▸ BRIEF
Count the lines of the material below that contain the string "great", matching case exactly, and give only that number.

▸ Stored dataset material

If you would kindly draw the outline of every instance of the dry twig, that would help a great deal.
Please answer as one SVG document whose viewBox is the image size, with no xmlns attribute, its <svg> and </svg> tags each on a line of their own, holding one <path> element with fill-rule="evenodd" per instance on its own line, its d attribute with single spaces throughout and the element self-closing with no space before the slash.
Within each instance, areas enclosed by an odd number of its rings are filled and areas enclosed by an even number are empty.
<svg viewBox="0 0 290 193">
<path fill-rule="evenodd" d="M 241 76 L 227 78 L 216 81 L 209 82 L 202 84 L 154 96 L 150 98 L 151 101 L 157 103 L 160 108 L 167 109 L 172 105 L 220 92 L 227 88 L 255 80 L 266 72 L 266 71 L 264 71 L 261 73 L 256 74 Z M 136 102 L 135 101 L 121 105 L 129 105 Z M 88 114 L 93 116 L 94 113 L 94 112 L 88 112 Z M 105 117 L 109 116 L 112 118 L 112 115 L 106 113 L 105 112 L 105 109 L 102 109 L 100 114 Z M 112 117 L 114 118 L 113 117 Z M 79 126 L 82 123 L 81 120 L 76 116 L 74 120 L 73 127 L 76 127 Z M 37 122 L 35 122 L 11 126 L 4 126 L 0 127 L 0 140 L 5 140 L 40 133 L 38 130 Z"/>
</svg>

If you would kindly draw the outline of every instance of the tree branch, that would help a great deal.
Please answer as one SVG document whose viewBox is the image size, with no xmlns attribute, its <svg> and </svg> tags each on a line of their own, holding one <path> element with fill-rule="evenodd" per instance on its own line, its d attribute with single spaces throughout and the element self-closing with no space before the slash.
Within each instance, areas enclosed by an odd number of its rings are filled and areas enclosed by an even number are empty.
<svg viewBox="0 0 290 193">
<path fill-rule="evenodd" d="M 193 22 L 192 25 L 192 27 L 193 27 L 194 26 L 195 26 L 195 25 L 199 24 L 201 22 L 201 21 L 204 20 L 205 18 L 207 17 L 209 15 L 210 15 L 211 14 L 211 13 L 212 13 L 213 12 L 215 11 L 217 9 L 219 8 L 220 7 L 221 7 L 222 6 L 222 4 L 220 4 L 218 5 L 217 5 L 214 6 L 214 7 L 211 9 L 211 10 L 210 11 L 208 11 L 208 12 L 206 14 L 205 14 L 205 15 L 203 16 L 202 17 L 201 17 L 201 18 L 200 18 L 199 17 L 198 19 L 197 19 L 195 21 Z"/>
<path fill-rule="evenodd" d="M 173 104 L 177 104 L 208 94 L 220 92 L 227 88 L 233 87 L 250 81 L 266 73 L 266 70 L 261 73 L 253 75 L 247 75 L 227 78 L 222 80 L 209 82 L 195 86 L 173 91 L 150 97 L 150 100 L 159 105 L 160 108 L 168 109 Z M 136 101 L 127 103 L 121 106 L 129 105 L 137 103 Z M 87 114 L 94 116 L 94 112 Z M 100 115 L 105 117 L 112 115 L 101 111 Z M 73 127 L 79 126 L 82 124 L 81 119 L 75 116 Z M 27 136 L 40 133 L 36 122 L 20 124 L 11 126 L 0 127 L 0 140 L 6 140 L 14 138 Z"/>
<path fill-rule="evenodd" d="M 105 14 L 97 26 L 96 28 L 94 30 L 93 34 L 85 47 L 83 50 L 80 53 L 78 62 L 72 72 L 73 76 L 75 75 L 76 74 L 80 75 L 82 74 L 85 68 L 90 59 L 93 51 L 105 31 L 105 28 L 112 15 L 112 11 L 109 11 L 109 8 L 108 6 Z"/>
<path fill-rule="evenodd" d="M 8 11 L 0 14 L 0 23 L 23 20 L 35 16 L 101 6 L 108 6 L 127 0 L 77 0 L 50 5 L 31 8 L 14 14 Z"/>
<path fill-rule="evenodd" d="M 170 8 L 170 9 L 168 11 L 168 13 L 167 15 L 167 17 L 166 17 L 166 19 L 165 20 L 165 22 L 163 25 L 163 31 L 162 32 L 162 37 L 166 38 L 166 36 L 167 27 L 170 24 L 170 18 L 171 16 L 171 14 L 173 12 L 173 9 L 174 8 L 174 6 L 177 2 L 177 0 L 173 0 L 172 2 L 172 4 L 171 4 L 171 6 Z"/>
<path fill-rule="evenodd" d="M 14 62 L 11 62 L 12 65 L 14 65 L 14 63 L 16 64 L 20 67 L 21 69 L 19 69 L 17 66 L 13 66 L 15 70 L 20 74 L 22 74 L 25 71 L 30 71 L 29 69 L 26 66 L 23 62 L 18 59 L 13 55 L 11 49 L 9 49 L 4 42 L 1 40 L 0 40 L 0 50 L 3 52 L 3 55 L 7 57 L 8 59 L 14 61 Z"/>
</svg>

▸ ANSWER FOR THIS EXERCISE
2